# help with custom prices



## ccellmer (May 21, 2010)

As I am brand new to the custom work, I'd appreciate any insight on quoting fair prices. I do this as a hobby, but also must make enough to pay for equipment loans through fsa. For custom swathing I was thinking 15$/acre
For baling I was thinking $8/acre
I live in Northwest KS so any #'s advice for the midwest would be appreciated.


----------



## downtownjr (Apr 8, 2008)

Welcome to the community. I have put a few links to some sites that are most helpful to me. Of course you may have to adjust a bit for your area.

http://www.extension.iastate.edu/agdm/crops/pdf/a3-10.pdf

http://www.ca.uky.edu/cmspubsclass/files/extensionpubs/departmentseries/aec2010-03.pdf

http://www.nass.usda.gov/Statistics_by_State/Kansas/Publications/Custom_Rates/custom09.pdf

The KY one states it used some Kansas surveys. Good luck and best wishes for a safe and profitable hay season.


----------



## man of steel (Feb 1, 2010)

Mower/conditioner $15acre
Tedding $8.50 acre
Raking $8.50 acre
4x5 round net $8 bale


----------



## haybaler101 (Nov 30, 2008)

man of steel said:


> Mower/conditioner $15acre
> Tedding $8.50 acre
> Raking $8.50 acre
> 4x5 round net $8 bale


and cold beer on hand for the evening--PRICELESS


----------



## Blue Duck (Jun 4, 2009)

15$/acre sounds about right for cutting but everyone around here charges by the bale for baling. Last year I think they were charging around $12/bale (5x6 bale). The only custom work I do is small squares and in this area you have to add a little to the price of cutting or baling to cover the expense of raking. Most customers around here don't want to pay extra for raking.


----------



## lewbest (Dec 9, 2009)

Just curious (I have no plans to do any custom work; just my own) how do you determine the charge in a field (particularly if it's odd shaped)? Do you just go by what the customer says it is? Meaure it some way? Estimate it by number of bales? I know I can't "guestimate" field sizes at all accurately.

Lew


----------



## mlappin (Jun 25, 2009)

I go by what the customer says, course I also go and look at it first, and if the customer is obviously wrong I just don't do it. For the most part I've found if they say a 20 is a 15, there is no point in arguing over it and I just pass on em and let the next guy haggle with the owner.

Data extract:

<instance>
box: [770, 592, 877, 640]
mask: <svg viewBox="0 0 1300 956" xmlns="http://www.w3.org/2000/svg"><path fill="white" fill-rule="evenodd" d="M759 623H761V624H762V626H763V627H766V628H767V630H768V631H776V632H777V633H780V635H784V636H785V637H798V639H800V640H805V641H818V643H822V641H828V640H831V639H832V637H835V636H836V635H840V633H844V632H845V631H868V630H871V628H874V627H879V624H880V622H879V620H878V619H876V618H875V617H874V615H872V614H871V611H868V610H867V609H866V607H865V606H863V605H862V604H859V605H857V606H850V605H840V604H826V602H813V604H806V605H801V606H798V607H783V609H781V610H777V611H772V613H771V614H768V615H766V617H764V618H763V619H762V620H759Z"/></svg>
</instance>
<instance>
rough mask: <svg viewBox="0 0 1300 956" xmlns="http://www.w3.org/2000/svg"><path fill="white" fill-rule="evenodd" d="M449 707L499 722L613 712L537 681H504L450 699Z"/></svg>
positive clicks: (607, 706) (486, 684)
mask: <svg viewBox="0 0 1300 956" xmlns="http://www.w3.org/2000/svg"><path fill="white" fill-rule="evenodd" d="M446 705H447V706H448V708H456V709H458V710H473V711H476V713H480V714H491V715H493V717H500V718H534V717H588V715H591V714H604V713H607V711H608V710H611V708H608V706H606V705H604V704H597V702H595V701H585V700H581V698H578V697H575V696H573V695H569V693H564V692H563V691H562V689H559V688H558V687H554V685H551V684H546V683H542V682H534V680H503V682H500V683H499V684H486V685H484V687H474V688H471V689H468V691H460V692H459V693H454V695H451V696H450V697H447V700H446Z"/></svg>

Directions:
a: Translate this sentence from the forum thread on custom hay prices into Spanish: "Most customers around here don't want to pay extra for raking."
b: Give the user name of every person who posted in the forum thread on custom hay prices.

Answers to the problems:
a: La mayoría de los clientes por aquí no quieren pagar extra por el rastrillado.

b: ccellmer, downtownjr, man of steel, haybaler101, Blue Duck, lewbest, mlappin